Record extracts:
━━━━━━━━
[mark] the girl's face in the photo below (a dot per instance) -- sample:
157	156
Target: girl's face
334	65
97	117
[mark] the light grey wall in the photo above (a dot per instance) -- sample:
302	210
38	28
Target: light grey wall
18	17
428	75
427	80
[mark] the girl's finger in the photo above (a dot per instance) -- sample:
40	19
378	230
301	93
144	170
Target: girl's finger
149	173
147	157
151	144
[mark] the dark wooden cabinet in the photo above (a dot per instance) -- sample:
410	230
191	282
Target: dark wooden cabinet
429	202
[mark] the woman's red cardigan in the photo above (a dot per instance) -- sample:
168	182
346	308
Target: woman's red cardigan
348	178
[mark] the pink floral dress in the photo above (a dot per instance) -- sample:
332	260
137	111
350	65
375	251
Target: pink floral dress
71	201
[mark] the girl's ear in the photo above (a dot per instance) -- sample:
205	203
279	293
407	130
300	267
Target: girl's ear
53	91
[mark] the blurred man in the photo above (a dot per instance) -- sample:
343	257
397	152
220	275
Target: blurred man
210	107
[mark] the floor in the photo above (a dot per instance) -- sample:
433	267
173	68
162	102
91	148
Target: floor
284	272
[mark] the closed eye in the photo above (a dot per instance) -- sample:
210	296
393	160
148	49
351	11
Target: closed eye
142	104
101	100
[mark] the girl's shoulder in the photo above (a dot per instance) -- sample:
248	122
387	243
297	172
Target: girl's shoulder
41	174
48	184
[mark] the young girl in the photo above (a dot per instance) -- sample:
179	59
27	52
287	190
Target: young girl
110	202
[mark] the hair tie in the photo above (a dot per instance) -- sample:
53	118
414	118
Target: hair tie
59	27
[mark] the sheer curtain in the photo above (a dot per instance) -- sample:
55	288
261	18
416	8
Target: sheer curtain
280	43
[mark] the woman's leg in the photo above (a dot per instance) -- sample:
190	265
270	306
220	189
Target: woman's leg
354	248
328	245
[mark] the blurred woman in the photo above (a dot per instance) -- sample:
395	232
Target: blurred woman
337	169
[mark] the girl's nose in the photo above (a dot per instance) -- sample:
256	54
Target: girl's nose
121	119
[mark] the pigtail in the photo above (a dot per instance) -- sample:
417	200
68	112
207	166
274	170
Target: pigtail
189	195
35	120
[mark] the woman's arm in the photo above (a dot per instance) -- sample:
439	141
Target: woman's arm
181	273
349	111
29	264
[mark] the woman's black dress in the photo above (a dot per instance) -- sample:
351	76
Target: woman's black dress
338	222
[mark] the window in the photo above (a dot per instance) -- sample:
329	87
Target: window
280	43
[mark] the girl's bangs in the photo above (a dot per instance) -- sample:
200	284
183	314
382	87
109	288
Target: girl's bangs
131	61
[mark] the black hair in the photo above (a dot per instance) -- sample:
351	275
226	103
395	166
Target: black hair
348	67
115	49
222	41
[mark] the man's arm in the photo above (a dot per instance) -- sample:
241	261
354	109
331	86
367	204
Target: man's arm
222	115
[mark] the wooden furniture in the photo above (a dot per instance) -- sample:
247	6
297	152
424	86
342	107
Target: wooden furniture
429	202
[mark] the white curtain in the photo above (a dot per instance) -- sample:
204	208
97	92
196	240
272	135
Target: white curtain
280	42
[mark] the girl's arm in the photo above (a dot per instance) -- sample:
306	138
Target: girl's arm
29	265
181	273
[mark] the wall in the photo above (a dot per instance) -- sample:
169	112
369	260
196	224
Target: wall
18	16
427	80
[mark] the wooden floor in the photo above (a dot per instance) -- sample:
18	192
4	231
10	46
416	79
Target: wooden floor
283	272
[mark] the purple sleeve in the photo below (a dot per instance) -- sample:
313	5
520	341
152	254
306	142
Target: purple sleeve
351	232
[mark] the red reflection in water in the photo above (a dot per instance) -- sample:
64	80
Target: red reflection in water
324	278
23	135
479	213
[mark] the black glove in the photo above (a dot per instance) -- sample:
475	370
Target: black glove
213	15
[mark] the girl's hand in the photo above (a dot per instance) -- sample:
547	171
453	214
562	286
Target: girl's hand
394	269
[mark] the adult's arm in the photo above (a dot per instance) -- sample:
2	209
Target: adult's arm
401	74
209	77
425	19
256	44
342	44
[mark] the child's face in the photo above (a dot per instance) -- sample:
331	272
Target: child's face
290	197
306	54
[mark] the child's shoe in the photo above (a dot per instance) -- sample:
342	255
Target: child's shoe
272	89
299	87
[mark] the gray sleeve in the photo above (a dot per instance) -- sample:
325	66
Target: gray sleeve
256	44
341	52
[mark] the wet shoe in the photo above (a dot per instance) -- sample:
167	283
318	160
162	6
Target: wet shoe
━━━━━━━━
Work to complete:
Write the data out in full, matching every line exactly.

The answer:
[mark] the girl's face in the photo below (a dot per instance) -- sample:
157	156
Target: girl's face
334	65
97	117
[mark] the light grey wall in the photo above (a dot per instance) -- sample:
302	210
38	28
Target: light grey wall
18	17
428	75
427	80
[mark] the girl's finger in the photo above (a dot per instance) -- sample:
40	19
378	230
301	93
144	170
Target: girl's finger
149	173
147	157
151	144
[mark] the dark wooden cabinet in the photo above (a dot per instance) -- sample:
410	230
191	282
Target: dark wooden cabinet
429	202
[mark] the woman's red cardigan in the photo above (a dot per instance) -- sample:
168	182
346	308
Target: woman's red cardigan
348	178
[mark] the pink floral dress in the photo above (a dot per instance) -- sample:
332	260
137	111
350	65
375	251
Target: pink floral dress
71	201
[mark] the girl's ear in the photo above (a dot per instance) -- sample:
205	203
279	293
407	130
300	267
Target: girl's ear
53	91
[mark] the blurred man in the photo above (a dot per instance) -- sample:
343	257
397	152
220	275
Target: blurred man
210	107
[mark] the floor in the photo above (a dot per instance) -- sample:
433	267
173	68
162	102
91	148
Target: floor
284	272
[mark] the closed eye in the photo above (a dot per instance) -- sample:
210	296
393	160
148	49
351	11
Target: closed eye
142	104
101	100
[mark] the girl's shoulder in the photo above (a dot per instance) -- sample:
248	122
387	243
297	172
Target: girl's shoulder
41	174
48	184
[mark] the young girl in the photo above (a dot per instance) -- sample:
179	59
27	52
287	190
Target: young girl
110	202
[mark] the hair tie in the photo above (a dot per instance) -- sample:
53	118
414	118
Target: hair tie
59	27
[mark] the sheer curtain in the photo above (a dot per instance) -- sample:
55	288
261	18
416	8
Target: sheer curtain
280	43
[mark] the woman's leg in the photo above (a dot per instance) -- sample:
190	265
270	306
220	189
Target: woman's leg
354	248
328	245
[mark] the blurred woman in the photo above (a dot per instance) -- sample:
395	232
Target: blurred woman
337	169
[mark] the girl's nose in the photo above (a dot per instance) -- sample:
256	54
Target: girl's nose
121	119
[mark] the pigtail in the photo above (a dot per instance) -- sample:
417	200
68	112
207	166
274	170
Target: pigtail
189	195
35	120
[mark] the woman's arm in the photo above (a dot per instance) -- sample:
439	141
Target: woman's arm
181	273
349	111
29	264
[mark] the woman's black dress in the photo above (a dot per instance) -- sample:
351	76
Target: woman's black dress
338	222
[mark] the window in the photo above (a dot per instance) -- sample:
329	87
Target: window
280	43
[mark] the girl's bangs in the photo above (a dot per instance) -- sample:
200	284
183	314
382	87
109	288
Target: girl's bangs
131	61
[mark] the black hair in the photo above (a dot per instance) -- sample:
351	275
226	103
395	166
Target: black hair
348	67
115	49
222	41
[mark] the man's arm in the photo above (a dot per instance) -- sample:
241	261
354	109
331	86
367	204
Target: man's arm
222	115
[mark] the wooden furniture in the photo above (a dot per instance) -- sample:
247	6
297	152
424	86
342	107
Target: wooden furniture
429	202
[mark] the white curtain in the photo above (a dot per instance) -- sample:
204	208
97	92
196	240
272	135
Target: white curtain
280	42
[mark] the girl's arm in the photo above (a dot per instance) -- sample:
306	138
Target: girl's arm
29	265
181	273
[mark] the wall in the photo above (a dot per instance) -- sample:
169	112
369	260
196	224
Target: wall
18	16
427	80
[mark] the wooden floor in the photo above (a dot per instance) -- sample:
18	192
4	231
10	46
416	79
Target: wooden floor
283	272
[mark] the purple sleeve in the photo below (a dot per instance) -- sample:
313	5
520	341
152	254
306	142
Target: purple sleeve
351	232
[mark] the red reflection in water in the photo above (a dot per instance) -- sample:
64	80
Target: red reflection in water
324	278
23	135
479	213
[mark] the black glove in the photo above (a dot per instance) -- sample:
475	370
Target: black glove
213	15
[mark] the girl's hand in the photo above (a dot per instance) -- sample:
547	171
453	214
562	286
Target: girl's hand
394	269
[mark] the adult's arm in the photo above (a dot per instance) -- sample:
2	209
Target: adult's arm
401	74
209	77
425	19
256	44
342	44
[mark] the child's face in the photo above (a dot per instance) -- sample:
331	272
Target: child's face
290	197
306	54
[mark] the child's shoe in the photo above (a dot per instance) -- sample:
342	255
Target: child's shoe
272	89
299	87
[mark] the gray sleeve in the photo above (a dot per instance) -- sample:
325	66
Target: gray sleeve
256	44
341	52
[mark] the wet shoe in the photo above (a dot per instance) -- sample:
167	283
318	160
162	6
Target: wet shoe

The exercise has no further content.